Investigator Names and Contact Information
Simin Liu (firstname.lastname@example.org)
Recently, a new peptide hormone from white adipose tissue named Asprosin was identified by Dr. Atul Chopra's laboratory at the Baylor College of Medicine 1. Most interestingly, asprosin is the C-terminal cleavage product of profibrillin which is encoded by the so-called "skinner" gene-FBN1-whose rare loss of function mutations can cause lipodystrophy and hypoglycemia in a handful of humans around the world 2. In both mice and humans, loss of function of asprosin via immunologic or genetic means apparently causes profound glucose- and insulin-lowering effects that are secondary to reduced hepatic glucose release1 via gluconeogenesis that is well-known to play a fundamental role in insulin resistance and type 2 diabetes (T2D). Therefore, this protein may be a critical target for new therapeutics to treat cardiometabolic disorders such as obesity, insulin resistance, and T2D. As such, evaluating the potential causal relation of FBN1 gene—plasma asprosin levels with risks of T2D and cardiovascular diseases (CVD) in a large prospective cohort such as the Women's Health Initiative (WHI) would have strong clinical and public health implications.
We therefore propose to conduct a case-cohort study to investigate the relation between FBN1 genotypes, plasma levels of Asprosin phenotype and incidence of T2D and CVD among ethnically diverse, postmenopausal women aged 50-79 years participating in the WHI-observational cohort (OS).

------------------------------------

== Complete the following ==
(1) According to the asprosin proposal, which laboratory identified asprosin?
(2) List every cardiometabolic disorder that the asprosin proposal names as something new therapeutics might treat.
(3) Say whether each statement agrees with the asprosin proposal, and quote the words that decide it.
(a) Asprosin comes from white adipose tissue.
(b) The planned study will include both men and women aged 50-79.
(c) Asprosin is the N-terminal cleavage product of profibrillin.

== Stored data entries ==
------------------------------------

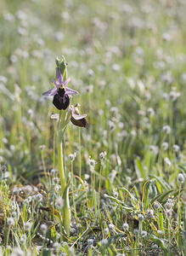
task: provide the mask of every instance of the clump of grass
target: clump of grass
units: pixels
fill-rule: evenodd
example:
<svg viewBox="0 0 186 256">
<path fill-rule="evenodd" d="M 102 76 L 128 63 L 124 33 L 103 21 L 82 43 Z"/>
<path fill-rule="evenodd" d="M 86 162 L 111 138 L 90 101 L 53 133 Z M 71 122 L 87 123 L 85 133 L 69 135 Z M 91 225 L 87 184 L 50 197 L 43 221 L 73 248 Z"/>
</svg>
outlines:
<svg viewBox="0 0 186 256">
<path fill-rule="evenodd" d="M 0 3 L 0 254 L 184 255 L 185 3 Z M 64 138 L 69 236 L 42 96 L 61 53 L 89 124 Z"/>
</svg>

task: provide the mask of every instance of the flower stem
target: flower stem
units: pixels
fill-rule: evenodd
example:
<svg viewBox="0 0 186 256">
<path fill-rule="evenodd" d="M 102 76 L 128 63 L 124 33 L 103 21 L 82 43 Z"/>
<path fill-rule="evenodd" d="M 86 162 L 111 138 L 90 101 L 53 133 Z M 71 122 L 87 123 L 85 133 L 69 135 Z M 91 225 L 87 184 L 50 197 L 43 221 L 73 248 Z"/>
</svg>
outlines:
<svg viewBox="0 0 186 256">
<path fill-rule="evenodd" d="M 58 161 L 59 161 L 59 180 L 61 185 L 61 195 L 63 197 L 64 190 L 66 187 L 66 182 L 65 182 L 65 172 L 64 172 L 63 143 L 60 140 L 58 142 Z"/>
</svg>

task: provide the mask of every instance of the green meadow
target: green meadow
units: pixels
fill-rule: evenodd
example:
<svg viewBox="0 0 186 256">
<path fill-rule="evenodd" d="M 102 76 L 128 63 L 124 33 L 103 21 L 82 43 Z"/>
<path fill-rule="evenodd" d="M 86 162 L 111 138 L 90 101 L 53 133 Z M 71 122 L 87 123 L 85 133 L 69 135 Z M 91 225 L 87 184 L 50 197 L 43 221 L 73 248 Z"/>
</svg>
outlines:
<svg viewBox="0 0 186 256">
<path fill-rule="evenodd" d="M 1 0 L 0 255 L 186 254 L 185 10 Z"/>
</svg>

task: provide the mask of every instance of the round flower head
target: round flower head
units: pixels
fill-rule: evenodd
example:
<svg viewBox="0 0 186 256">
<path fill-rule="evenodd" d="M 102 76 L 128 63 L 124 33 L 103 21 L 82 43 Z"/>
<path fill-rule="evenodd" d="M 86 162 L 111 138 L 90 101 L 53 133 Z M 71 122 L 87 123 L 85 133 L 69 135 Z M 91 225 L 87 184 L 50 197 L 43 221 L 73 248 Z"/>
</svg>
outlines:
<svg viewBox="0 0 186 256">
<path fill-rule="evenodd" d="M 79 126 L 79 127 L 87 127 L 87 122 L 86 120 L 87 114 L 79 114 L 79 110 L 77 108 L 79 107 L 78 104 L 76 104 L 75 107 L 70 106 L 69 108 L 69 110 L 71 111 L 71 118 L 70 121 L 73 125 Z"/>
<path fill-rule="evenodd" d="M 63 81 L 63 76 L 59 67 L 56 67 L 56 78 L 57 81 L 52 79 L 54 88 L 48 90 L 42 95 L 54 96 L 53 104 L 59 110 L 65 110 L 70 104 L 69 95 L 76 95 L 78 94 L 78 92 L 66 86 L 70 79 L 68 79 Z"/>
</svg>

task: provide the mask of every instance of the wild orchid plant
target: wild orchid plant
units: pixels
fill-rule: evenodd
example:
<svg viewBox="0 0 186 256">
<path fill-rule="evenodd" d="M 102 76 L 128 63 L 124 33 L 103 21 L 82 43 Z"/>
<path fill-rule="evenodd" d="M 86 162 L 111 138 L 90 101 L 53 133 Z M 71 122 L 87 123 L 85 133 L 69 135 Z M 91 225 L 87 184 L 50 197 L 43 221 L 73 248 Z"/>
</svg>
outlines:
<svg viewBox="0 0 186 256">
<path fill-rule="evenodd" d="M 56 79 L 52 79 L 54 88 L 43 93 L 43 96 L 54 96 L 53 104 L 59 110 L 59 113 L 55 114 L 54 118 L 58 119 L 58 161 L 59 172 L 61 185 L 61 195 L 64 200 L 64 207 L 62 208 L 62 224 L 67 234 L 70 235 L 70 209 L 69 203 L 69 187 L 70 180 L 65 175 L 64 168 L 64 136 L 65 129 L 70 120 L 76 126 L 87 127 L 86 114 L 80 114 L 78 107 L 70 105 L 71 96 L 77 95 L 78 92 L 67 87 L 70 79 L 67 79 L 67 63 L 65 57 L 56 58 Z M 53 115 L 54 117 L 54 115 Z"/>
</svg>

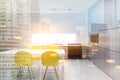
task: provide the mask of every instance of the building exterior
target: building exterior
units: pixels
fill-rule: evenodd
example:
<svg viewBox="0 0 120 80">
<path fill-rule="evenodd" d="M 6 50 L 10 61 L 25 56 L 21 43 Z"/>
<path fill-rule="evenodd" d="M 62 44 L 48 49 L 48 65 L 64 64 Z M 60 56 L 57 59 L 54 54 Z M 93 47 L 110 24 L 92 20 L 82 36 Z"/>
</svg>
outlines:
<svg viewBox="0 0 120 80">
<path fill-rule="evenodd" d="M 37 32 L 39 0 L 0 0 L 0 51 L 24 48 Z"/>
</svg>

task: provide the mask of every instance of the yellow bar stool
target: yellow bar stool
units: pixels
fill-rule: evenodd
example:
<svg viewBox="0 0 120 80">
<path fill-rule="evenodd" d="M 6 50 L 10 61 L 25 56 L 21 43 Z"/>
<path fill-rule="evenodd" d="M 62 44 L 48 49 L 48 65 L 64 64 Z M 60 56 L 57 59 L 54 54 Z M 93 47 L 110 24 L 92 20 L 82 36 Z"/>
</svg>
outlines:
<svg viewBox="0 0 120 80">
<path fill-rule="evenodd" d="M 42 61 L 42 64 L 44 66 L 46 66 L 43 80 L 45 79 L 46 72 L 47 72 L 47 69 L 48 69 L 49 66 L 54 67 L 56 77 L 57 77 L 57 80 L 58 80 L 59 77 L 58 77 L 58 73 L 57 73 L 57 69 L 56 69 L 56 66 L 59 64 L 59 55 L 58 55 L 58 53 L 53 52 L 53 51 L 46 51 L 46 52 L 44 52 L 42 54 L 41 61 Z"/>
<path fill-rule="evenodd" d="M 48 49 L 59 49 L 58 45 L 49 45 Z"/>
<path fill-rule="evenodd" d="M 28 67 L 29 77 L 30 77 L 30 80 L 32 80 L 33 71 L 30 71 L 30 66 L 32 66 L 33 64 L 32 55 L 27 51 L 18 51 L 14 55 L 14 61 L 17 64 L 17 66 L 20 66 L 19 72 L 17 74 L 17 79 L 18 77 L 20 77 L 20 80 L 21 80 L 21 76 L 19 75 L 24 71 L 23 67 Z M 32 72 L 32 75 L 31 75 L 31 72 Z"/>
</svg>

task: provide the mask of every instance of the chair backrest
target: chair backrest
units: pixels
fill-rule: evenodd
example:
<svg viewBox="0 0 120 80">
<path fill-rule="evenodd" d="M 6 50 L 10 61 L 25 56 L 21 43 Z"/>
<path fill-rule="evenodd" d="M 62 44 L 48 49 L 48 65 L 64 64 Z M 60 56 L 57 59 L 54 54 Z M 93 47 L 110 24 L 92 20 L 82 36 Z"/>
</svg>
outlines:
<svg viewBox="0 0 120 80">
<path fill-rule="evenodd" d="M 56 66 L 59 63 L 59 55 L 54 51 L 46 51 L 41 56 L 44 66 Z"/>
<path fill-rule="evenodd" d="M 14 55 L 14 61 L 18 66 L 31 66 L 32 55 L 27 51 L 19 51 Z"/>
</svg>

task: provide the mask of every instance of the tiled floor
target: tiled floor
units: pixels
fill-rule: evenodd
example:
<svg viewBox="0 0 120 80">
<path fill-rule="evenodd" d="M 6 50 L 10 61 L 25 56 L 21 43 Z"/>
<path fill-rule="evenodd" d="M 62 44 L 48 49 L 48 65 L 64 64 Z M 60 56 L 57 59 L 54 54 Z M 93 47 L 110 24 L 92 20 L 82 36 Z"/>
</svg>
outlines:
<svg viewBox="0 0 120 80">
<path fill-rule="evenodd" d="M 45 67 L 40 65 L 39 70 L 38 65 L 36 64 L 33 65 L 32 67 L 34 69 L 33 70 L 34 77 L 32 77 L 32 80 L 43 80 Z M 57 80 L 53 70 L 54 68 L 49 67 L 45 80 Z M 59 80 L 112 80 L 89 60 L 80 59 L 65 60 L 64 68 L 63 65 L 60 64 L 57 67 L 57 70 L 59 73 Z M 26 71 L 24 71 L 21 79 L 16 79 L 18 73 L 17 71 L 14 74 L 14 79 L 12 78 L 10 79 L 10 77 L 7 76 L 6 79 L 0 78 L 0 80 L 30 80 L 29 74 Z"/>
<path fill-rule="evenodd" d="M 48 73 L 46 80 L 57 80 L 52 74 Z M 62 75 L 64 78 L 60 75 L 59 80 L 112 80 L 90 61 L 79 59 L 66 60 Z"/>
</svg>

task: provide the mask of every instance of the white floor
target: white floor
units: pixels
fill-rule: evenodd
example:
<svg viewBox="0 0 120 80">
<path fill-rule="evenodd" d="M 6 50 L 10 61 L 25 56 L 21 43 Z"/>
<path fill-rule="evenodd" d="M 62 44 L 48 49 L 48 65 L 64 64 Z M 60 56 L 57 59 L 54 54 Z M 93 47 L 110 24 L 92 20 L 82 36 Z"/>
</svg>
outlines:
<svg viewBox="0 0 120 80">
<path fill-rule="evenodd" d="M 62 70 L 63 71 L 63 70 Z M 47 73 L 45 80 L 57 80 Z M 60 75 L 60 74 L 59 74 Z M 62 76 L 63 75 L 63 76 Z M 54 77 L 54 78 L 53 78 Z M 63 78 L 62 78 L 63 77 Z M 64 62 L 64 71 L 59 80 L 112 80 L 88 60 L 72 59 Z"/>
</svg>

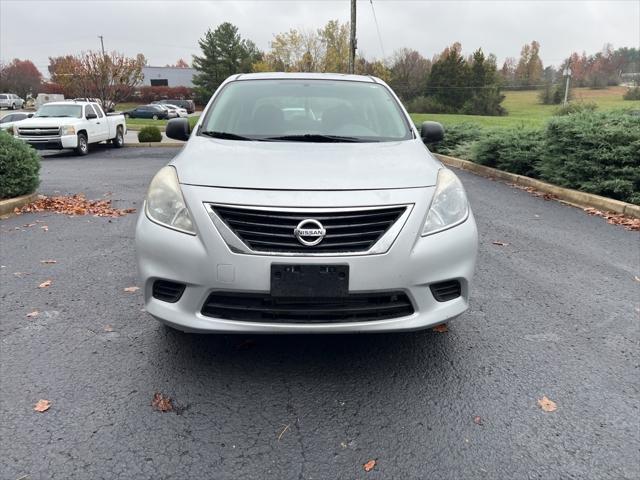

------------------------------------

== Answers below ==
(1) Dr. Atul Chopra's laboratory at the Baylor College of Medicine.

(2) Obesity, insulin resistance, and type 2 diabetes (T2D).

(3)
(a) Yes: "a new peptide hormone from white adipose tissue named Asprosin"
(b) No: "ethnically diverse, postmenopausal women aged 50-79 years"
(c) No: "asprosin is the C-terminal cleavage product of profibrillin"